[Entries from a point labeling set]
+++

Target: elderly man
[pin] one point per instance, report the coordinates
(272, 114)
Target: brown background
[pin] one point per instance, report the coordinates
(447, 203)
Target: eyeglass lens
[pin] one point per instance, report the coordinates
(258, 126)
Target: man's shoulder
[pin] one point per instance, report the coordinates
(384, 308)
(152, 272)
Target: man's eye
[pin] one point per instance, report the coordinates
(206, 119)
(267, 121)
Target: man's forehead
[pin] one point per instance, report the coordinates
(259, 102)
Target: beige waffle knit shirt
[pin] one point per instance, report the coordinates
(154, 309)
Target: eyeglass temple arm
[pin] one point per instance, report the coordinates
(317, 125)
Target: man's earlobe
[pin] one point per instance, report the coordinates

+++

TASK TO CARRY OUT:
Please copy everything from the line containing "Target: eyeglass temple arm" down through the end of the entries, unchanged.

RESULT:
Target: eyeglass temple arm
[pin] one point per instance, report the coordinates
(317, 125)
Target: man's earlobe
[pin] one point per instance, report the coordinates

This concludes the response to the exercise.